Data items
________

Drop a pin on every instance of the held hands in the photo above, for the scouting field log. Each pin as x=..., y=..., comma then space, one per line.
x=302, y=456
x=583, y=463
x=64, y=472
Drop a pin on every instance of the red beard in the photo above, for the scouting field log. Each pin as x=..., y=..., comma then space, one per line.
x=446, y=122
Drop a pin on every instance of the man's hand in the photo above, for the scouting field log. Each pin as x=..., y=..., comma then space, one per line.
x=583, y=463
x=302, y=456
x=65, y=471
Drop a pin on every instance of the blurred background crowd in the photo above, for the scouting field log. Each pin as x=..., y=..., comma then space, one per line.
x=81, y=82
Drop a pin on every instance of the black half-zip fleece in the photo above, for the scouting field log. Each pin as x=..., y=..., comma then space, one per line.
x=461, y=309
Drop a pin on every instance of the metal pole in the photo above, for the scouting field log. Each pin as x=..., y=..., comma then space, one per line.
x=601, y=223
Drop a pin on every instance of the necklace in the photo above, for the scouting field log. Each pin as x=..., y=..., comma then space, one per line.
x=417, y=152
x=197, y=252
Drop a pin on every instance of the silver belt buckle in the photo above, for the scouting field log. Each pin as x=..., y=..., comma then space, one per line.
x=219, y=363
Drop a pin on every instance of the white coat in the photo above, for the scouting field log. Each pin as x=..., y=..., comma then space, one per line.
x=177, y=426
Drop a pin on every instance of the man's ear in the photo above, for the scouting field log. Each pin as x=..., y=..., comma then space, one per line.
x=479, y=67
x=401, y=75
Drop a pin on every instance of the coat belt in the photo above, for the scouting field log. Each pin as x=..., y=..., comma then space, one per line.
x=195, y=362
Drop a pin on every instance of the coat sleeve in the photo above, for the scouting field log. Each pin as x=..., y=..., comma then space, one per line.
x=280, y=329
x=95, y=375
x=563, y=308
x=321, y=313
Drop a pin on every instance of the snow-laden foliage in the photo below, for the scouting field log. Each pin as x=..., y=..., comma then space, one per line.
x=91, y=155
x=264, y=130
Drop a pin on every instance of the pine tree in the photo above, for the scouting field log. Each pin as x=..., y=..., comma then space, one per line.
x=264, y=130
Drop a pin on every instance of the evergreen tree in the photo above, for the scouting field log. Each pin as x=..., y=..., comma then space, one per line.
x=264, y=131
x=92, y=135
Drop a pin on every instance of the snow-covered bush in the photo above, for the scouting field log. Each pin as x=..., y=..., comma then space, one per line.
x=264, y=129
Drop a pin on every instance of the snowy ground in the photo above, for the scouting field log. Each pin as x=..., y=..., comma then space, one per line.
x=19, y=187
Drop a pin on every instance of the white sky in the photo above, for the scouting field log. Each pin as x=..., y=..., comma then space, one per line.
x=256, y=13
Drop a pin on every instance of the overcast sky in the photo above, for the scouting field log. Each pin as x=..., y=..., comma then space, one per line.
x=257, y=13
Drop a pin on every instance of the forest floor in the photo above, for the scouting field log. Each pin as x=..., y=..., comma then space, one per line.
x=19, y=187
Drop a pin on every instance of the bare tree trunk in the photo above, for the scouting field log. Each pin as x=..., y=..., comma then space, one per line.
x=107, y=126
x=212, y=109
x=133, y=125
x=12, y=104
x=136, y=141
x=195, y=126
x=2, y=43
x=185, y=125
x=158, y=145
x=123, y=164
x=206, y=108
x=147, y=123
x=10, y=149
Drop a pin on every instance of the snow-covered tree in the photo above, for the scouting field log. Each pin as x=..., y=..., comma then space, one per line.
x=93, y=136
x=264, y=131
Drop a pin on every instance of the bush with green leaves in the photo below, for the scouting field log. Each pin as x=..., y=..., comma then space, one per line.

________

Copy, without any change, the lines from the one that contains "Drop a pin on every instance of the snow-covered tree" to the final line of the entries above.

Drop a pin on every instance of the snow-covered tree in the photo above, for the scouting field log. Each pin as x=..., y=..., comma then space, one per line.
x=93, y=136
x=264, y=131
Drop a pin on every instance of the bush with green leaves in the photo below, for the scouting field log. Each pin as x=..., y=..., comma then space, one per line.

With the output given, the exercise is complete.